▶ **TASK TO COMPLETE**
The answer should be each line from the entries below that has the word "point" in it.

*** Opening DATA IN THIS EXERCISE ***

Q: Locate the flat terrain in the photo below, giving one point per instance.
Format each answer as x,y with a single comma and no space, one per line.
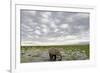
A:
40,53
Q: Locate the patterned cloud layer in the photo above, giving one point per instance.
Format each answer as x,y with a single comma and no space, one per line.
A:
54,26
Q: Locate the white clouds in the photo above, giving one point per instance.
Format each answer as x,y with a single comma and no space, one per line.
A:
64,26
37,32
54,27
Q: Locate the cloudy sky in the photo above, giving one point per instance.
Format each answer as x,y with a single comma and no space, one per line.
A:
54,27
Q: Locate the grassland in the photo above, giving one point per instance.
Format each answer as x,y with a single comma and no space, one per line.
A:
40,53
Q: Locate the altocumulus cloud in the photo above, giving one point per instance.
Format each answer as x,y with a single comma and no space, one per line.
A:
54,27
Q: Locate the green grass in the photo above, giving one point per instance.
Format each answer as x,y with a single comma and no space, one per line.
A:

*** Closing DATA IN THIS EXERCISE ***

▶ **EXPECTED OUTPUT**
Q: Locate the flat terrain in the photo below, giving one point per instance.
Q: Locate the patterned cloud layer in the photo above, giving one point per instance.
Q: Locate the white clouds in the photo above, giving one point per instance.
Q: Locate the cloudy sky in the photo above, giving one point per instance.
Q: Locate the grassland in the photo above, giving one point per instance.
Q: Locate the altocumulus cloud in the photo above, giving one point per instance.
Q: Locate the green grass in the photo above, giving one point per instance.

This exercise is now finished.